### [Given records]
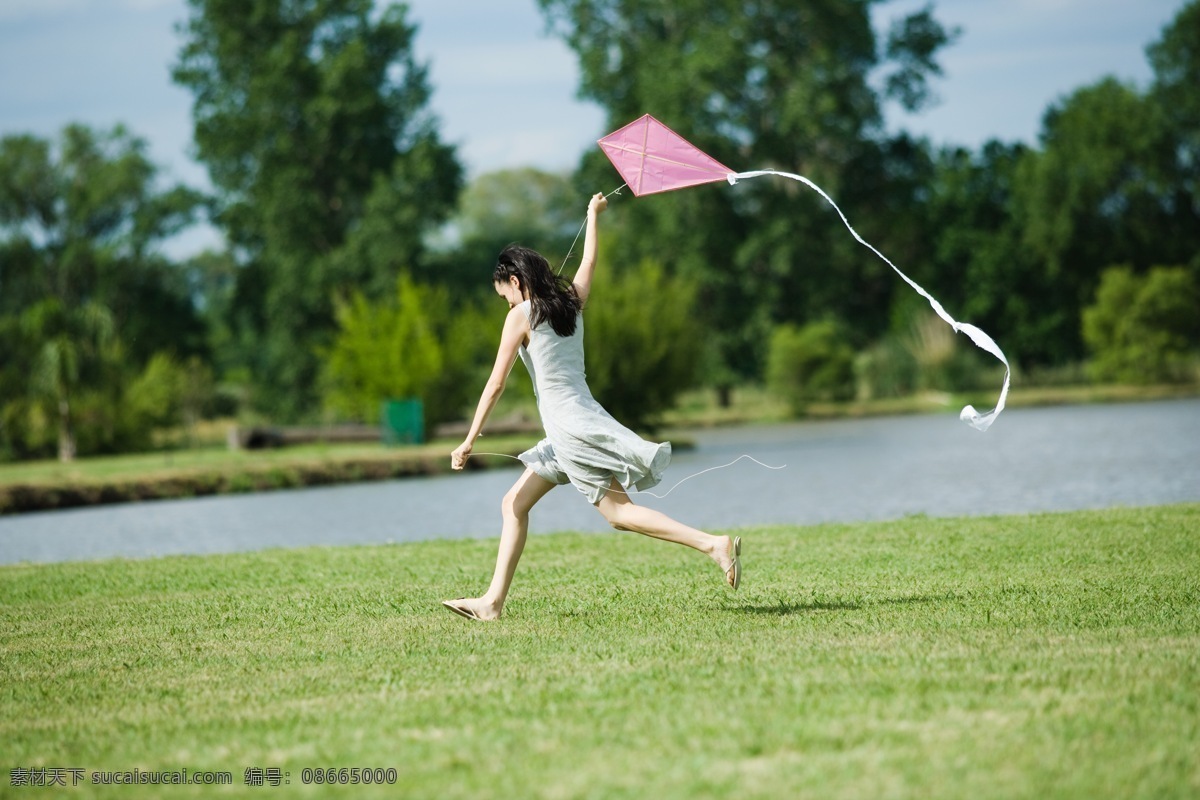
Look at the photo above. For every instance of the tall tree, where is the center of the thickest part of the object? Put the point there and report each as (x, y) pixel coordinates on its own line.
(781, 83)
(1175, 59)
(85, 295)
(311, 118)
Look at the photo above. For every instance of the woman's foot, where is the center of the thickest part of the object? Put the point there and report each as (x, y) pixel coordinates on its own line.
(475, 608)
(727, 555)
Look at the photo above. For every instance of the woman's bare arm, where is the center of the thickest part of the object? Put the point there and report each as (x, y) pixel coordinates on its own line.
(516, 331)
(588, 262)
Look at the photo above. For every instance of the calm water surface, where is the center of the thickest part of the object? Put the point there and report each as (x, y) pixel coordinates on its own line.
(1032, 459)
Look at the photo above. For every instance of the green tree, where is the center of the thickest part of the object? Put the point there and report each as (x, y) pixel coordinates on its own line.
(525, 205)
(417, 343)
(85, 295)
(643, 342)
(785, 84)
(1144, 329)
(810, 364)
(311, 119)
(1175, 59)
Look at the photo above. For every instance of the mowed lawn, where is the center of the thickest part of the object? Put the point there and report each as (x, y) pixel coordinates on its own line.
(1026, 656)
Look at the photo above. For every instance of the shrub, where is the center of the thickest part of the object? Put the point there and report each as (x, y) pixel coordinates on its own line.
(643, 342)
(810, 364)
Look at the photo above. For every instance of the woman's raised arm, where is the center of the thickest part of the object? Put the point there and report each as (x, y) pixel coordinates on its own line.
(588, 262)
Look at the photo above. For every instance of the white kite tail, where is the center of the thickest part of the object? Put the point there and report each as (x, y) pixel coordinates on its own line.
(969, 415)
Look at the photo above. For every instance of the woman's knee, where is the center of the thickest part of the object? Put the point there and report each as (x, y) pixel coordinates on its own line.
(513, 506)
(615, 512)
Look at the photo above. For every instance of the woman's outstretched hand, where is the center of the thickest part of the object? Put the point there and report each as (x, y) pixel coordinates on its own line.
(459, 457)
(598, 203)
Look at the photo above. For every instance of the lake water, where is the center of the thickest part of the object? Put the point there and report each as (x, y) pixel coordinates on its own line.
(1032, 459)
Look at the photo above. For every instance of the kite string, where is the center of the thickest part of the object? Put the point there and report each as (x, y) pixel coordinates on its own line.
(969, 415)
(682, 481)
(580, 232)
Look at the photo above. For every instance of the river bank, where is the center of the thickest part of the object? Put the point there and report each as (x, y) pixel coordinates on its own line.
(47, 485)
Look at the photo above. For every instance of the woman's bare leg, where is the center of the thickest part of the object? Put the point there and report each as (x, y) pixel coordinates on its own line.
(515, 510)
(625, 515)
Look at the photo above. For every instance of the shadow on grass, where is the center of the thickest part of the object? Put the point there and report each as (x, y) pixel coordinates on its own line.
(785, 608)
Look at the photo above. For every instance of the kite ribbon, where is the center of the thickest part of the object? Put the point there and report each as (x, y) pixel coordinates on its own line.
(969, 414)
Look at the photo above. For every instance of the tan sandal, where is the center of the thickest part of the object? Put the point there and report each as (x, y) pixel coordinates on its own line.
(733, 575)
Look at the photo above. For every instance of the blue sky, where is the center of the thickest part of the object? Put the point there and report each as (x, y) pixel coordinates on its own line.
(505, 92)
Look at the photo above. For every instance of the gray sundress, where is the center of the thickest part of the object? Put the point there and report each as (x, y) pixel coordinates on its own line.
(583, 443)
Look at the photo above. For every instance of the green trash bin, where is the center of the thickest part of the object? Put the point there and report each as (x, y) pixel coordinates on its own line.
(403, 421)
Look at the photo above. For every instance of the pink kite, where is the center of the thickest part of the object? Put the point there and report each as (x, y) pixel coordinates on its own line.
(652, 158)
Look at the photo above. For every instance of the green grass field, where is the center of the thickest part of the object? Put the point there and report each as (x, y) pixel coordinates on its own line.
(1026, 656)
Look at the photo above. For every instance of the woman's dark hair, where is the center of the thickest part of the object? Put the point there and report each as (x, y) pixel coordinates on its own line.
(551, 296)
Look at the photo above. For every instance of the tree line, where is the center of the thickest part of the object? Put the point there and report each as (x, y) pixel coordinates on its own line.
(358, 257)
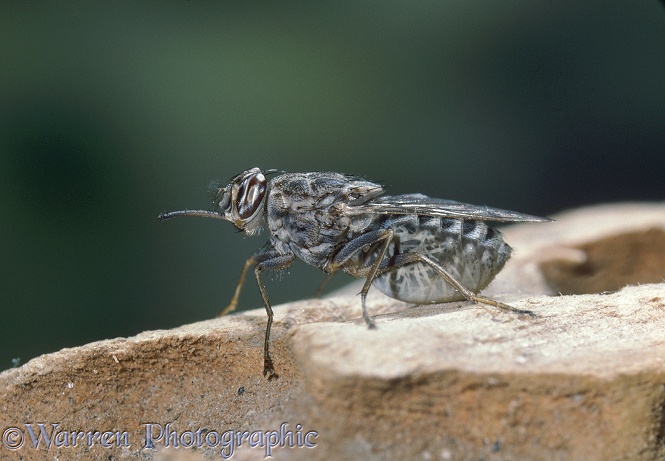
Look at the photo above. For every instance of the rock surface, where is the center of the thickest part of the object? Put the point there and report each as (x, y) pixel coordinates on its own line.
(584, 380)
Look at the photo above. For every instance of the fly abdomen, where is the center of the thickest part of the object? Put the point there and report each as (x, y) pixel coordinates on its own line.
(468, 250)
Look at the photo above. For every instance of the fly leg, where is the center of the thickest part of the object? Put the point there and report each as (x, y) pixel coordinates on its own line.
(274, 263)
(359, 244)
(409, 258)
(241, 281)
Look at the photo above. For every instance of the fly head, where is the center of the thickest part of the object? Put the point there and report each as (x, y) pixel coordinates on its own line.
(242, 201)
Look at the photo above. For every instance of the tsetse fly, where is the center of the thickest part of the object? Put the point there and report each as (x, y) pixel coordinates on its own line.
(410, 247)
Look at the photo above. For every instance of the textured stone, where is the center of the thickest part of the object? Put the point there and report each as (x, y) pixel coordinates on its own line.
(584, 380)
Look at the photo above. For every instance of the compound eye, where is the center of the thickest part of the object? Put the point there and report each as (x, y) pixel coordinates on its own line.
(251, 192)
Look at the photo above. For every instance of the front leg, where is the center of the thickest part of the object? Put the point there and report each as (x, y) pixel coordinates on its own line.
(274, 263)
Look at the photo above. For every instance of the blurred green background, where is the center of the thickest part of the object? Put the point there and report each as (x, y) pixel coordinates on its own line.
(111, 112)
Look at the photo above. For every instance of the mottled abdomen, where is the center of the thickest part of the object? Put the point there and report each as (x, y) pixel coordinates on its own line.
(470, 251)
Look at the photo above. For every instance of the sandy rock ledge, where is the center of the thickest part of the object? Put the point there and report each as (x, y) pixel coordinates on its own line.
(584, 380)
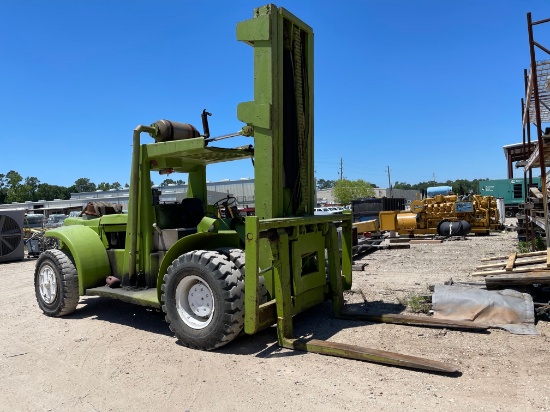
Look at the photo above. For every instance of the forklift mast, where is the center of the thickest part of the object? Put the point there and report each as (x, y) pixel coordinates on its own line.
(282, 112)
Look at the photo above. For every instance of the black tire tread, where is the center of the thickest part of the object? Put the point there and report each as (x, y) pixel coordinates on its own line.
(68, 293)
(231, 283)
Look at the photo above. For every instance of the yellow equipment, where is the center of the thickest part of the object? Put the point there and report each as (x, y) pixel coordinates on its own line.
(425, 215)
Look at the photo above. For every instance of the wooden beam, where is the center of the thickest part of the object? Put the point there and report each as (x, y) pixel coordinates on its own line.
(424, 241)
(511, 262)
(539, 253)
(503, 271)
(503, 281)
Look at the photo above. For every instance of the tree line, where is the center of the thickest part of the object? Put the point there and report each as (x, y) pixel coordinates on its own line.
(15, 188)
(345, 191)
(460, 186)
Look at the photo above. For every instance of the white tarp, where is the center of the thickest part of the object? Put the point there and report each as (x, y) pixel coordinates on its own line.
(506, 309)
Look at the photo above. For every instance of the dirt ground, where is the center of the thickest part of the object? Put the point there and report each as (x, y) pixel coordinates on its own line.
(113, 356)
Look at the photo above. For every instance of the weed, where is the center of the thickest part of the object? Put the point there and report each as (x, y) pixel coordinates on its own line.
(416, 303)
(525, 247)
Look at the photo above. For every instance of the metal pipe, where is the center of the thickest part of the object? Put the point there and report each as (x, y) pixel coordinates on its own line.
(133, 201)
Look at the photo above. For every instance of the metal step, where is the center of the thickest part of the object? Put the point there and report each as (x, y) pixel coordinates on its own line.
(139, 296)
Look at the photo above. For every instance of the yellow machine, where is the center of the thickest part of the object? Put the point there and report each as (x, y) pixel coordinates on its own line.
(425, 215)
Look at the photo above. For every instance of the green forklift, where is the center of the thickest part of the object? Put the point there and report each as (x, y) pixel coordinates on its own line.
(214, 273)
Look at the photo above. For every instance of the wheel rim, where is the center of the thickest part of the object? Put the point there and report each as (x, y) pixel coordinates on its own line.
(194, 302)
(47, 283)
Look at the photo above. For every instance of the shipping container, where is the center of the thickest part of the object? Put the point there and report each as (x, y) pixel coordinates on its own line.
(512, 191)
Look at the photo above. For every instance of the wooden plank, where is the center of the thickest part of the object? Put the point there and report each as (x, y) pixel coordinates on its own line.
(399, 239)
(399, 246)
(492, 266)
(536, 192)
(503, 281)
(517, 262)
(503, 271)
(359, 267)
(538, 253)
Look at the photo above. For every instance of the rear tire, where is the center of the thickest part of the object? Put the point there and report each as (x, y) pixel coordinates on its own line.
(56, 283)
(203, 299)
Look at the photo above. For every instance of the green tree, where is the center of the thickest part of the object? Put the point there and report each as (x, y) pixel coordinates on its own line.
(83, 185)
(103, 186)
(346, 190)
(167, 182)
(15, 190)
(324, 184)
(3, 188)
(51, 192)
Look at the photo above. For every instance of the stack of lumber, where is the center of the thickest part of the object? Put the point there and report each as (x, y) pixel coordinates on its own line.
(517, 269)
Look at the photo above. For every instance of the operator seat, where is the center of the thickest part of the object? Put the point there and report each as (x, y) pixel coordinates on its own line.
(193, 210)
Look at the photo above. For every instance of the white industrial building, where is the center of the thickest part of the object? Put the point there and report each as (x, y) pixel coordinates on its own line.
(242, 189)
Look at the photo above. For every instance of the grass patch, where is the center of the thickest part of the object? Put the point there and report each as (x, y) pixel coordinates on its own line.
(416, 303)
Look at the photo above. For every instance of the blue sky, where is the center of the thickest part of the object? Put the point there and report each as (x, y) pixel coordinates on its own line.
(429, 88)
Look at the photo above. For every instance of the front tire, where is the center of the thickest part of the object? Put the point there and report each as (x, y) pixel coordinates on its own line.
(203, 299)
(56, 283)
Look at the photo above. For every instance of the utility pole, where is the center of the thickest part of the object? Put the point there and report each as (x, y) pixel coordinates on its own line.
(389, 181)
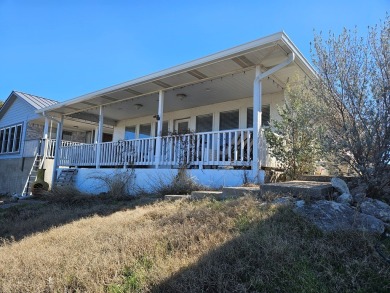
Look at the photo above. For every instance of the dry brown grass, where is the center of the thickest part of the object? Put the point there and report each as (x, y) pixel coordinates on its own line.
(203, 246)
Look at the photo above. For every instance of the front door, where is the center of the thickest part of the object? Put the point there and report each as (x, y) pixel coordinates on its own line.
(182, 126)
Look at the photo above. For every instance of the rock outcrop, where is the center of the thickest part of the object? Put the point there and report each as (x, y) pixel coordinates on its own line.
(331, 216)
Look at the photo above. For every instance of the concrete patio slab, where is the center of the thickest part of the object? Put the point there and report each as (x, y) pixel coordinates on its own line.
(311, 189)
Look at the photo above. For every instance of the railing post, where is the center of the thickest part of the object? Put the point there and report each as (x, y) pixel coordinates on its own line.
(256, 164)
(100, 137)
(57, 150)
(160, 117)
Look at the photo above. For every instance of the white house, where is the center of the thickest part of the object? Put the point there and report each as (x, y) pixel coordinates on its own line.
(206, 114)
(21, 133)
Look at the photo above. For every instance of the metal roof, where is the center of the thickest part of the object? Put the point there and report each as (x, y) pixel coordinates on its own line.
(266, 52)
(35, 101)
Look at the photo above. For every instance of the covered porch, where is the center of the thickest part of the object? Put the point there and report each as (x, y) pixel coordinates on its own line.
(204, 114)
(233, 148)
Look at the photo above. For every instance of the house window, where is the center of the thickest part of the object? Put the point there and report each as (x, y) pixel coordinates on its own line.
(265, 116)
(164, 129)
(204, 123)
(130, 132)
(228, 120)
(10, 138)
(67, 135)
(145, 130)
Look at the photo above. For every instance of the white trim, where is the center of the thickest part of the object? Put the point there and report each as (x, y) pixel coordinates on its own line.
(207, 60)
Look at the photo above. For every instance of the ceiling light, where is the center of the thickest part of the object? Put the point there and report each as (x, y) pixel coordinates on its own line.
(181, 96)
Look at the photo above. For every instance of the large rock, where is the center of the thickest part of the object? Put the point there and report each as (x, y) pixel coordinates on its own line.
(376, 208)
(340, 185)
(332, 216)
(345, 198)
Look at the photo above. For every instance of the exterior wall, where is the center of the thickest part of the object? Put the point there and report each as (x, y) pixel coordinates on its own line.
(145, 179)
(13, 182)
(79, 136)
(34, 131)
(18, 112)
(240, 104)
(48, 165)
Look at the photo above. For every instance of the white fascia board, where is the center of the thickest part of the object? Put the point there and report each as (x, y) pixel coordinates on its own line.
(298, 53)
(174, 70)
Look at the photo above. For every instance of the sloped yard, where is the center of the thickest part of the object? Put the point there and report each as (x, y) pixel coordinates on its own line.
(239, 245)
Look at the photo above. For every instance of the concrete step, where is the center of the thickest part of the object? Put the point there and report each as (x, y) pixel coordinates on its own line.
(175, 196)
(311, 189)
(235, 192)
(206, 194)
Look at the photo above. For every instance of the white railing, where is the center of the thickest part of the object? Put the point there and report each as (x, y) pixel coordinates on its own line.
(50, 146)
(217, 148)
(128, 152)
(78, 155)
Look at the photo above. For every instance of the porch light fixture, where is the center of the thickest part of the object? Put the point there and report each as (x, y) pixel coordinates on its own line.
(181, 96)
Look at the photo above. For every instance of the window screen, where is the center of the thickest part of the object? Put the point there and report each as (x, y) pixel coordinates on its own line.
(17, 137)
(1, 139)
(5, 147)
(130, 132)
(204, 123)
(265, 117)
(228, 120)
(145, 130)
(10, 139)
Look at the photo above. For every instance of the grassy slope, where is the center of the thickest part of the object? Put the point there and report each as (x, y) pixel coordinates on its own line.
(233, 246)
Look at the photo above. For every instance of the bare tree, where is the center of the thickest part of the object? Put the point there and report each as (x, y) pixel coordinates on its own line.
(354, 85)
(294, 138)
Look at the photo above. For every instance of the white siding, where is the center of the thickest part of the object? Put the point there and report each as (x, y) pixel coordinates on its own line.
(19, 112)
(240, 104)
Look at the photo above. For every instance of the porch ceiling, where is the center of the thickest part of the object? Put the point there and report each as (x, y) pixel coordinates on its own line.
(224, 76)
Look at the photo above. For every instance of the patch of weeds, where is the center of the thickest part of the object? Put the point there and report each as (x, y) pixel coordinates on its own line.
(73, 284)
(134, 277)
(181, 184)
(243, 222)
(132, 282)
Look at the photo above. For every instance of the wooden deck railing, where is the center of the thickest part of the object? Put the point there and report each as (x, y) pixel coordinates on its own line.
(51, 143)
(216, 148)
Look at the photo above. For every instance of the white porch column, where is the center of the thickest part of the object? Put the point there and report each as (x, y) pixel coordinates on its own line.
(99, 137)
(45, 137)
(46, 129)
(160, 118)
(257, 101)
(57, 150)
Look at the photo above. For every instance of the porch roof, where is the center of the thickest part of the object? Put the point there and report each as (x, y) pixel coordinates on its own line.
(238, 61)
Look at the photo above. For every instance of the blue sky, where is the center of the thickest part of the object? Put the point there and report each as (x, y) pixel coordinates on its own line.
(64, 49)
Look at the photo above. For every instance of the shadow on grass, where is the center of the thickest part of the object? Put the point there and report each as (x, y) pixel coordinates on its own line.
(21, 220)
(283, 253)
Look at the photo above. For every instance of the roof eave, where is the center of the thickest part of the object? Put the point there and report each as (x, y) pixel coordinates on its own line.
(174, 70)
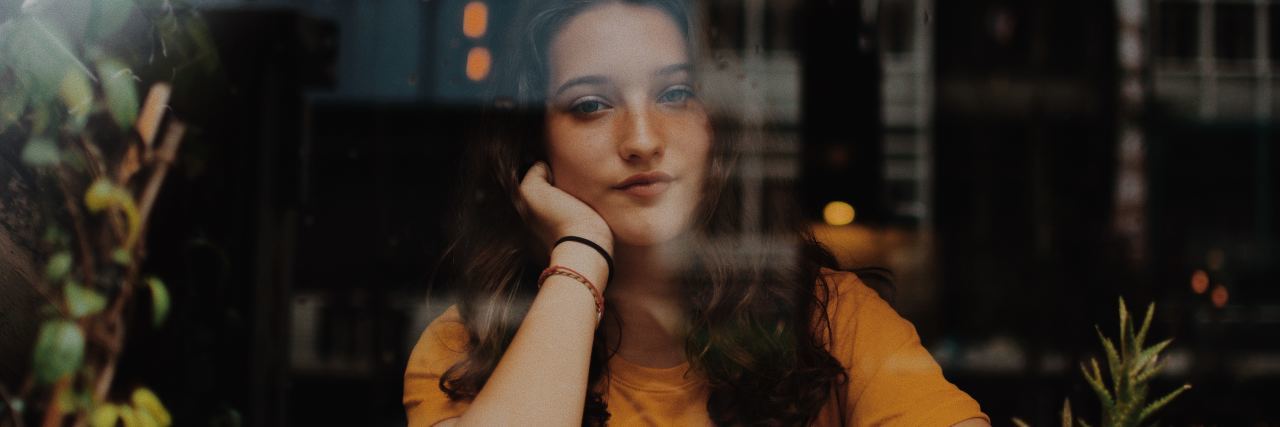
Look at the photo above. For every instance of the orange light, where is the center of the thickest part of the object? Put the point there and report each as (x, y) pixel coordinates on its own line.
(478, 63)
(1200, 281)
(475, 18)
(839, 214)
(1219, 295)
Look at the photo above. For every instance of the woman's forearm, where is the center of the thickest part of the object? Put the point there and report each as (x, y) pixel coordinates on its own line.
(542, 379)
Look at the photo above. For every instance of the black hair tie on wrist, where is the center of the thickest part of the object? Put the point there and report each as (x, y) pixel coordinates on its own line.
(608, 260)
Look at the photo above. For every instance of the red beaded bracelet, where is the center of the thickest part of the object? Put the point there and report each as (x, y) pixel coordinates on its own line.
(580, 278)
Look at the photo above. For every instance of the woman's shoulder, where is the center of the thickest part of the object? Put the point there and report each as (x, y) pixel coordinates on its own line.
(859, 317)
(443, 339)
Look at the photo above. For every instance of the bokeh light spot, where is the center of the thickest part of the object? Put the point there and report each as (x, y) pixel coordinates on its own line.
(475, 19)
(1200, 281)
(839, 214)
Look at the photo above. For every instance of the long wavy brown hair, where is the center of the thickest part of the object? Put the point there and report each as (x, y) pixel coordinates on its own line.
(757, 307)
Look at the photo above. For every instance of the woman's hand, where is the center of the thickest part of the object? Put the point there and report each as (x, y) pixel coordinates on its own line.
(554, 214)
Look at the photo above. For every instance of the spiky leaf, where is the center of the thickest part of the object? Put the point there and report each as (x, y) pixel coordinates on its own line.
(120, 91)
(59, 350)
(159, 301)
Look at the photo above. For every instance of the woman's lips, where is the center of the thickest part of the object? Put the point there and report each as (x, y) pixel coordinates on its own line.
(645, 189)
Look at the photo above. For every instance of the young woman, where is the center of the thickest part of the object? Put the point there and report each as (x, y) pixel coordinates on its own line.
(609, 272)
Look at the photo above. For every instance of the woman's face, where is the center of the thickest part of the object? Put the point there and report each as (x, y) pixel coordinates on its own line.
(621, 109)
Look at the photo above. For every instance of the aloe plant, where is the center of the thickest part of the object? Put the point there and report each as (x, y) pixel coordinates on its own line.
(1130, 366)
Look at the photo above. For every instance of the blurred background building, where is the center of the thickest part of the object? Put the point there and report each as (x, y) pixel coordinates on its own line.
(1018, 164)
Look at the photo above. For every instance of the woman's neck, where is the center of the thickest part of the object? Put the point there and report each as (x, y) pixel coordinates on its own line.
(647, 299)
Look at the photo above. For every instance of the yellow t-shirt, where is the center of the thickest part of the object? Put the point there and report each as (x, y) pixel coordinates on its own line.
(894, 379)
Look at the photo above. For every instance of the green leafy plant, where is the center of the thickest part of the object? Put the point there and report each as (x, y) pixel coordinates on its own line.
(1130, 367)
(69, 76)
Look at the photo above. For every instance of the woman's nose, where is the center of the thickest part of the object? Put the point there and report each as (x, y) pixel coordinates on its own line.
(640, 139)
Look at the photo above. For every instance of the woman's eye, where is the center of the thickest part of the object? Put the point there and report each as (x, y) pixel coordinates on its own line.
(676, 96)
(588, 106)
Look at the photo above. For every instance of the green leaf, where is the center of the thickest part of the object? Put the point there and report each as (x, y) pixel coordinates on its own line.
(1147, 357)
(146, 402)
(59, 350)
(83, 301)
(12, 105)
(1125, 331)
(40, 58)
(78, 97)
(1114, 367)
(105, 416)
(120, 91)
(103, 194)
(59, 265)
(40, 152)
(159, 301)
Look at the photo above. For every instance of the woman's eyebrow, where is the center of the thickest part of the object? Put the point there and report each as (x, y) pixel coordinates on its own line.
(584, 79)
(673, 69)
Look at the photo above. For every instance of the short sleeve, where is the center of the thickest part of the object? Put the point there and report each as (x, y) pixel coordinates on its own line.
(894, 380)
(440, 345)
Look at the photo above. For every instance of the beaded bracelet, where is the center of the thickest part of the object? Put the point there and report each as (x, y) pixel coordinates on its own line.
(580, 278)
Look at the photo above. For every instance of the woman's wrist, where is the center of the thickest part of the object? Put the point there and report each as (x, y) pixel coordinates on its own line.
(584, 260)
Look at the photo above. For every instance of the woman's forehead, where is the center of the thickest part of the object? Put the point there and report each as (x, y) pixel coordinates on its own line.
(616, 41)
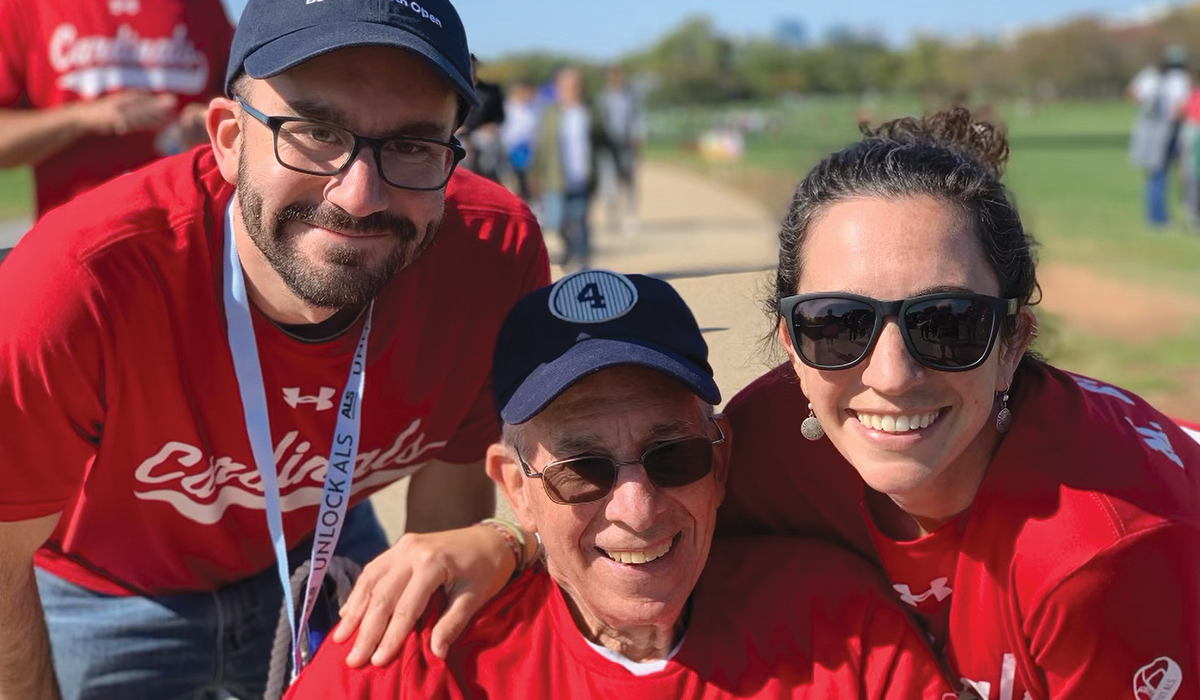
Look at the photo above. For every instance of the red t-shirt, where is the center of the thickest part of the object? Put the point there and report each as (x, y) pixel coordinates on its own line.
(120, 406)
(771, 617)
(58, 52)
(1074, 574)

### [Given problem]
Can the lines from the one with "woman's eyebrow, where" to the end of the records above be quoted exactly, both ends included, with every picture omitted?

### [Output of the task]
Look at the photo above. For every instance of the woman's eyebrow, where is the center of the thickest part of the object? Put the point there and report each as (x, y) pixel coordinates on its own line.
(584, 79)
(673, 69)
Look at the photo above. For every instance of the short sleeve, where is the center of the thickest part of the object? Put the point there and report each as (x, y) pixel coordinates on its own line.
(894, 380)
(440, 345)
Look at the photo above. For every instance of the beaded bracelet, where is the center of the thickest part of the object? Put the point there and report each as (x, y) pixel coordinates on its own line.
(580, 278)
Look at the photo above. For every instance of the woman's wrist, where is the center of the thickest part of the object? Put the point there and report each as (x, y) pixel coordinates on its own line.
(584, 260)
Look at the photo above. For every instance of the woman's forehead, where is the center of the thickest part of the object? Put the point there and report each as (x, y) pixel coordinates on its own line.
(616, 41)
Look at the photo above. For every instance of the red t-shirt, where is the center of the thickest part of the object? Put the point there and report each as (x, y) pixel coordinates on its own line.
(120, 406)
(771, 617)
(58, 52)
(1074, 574)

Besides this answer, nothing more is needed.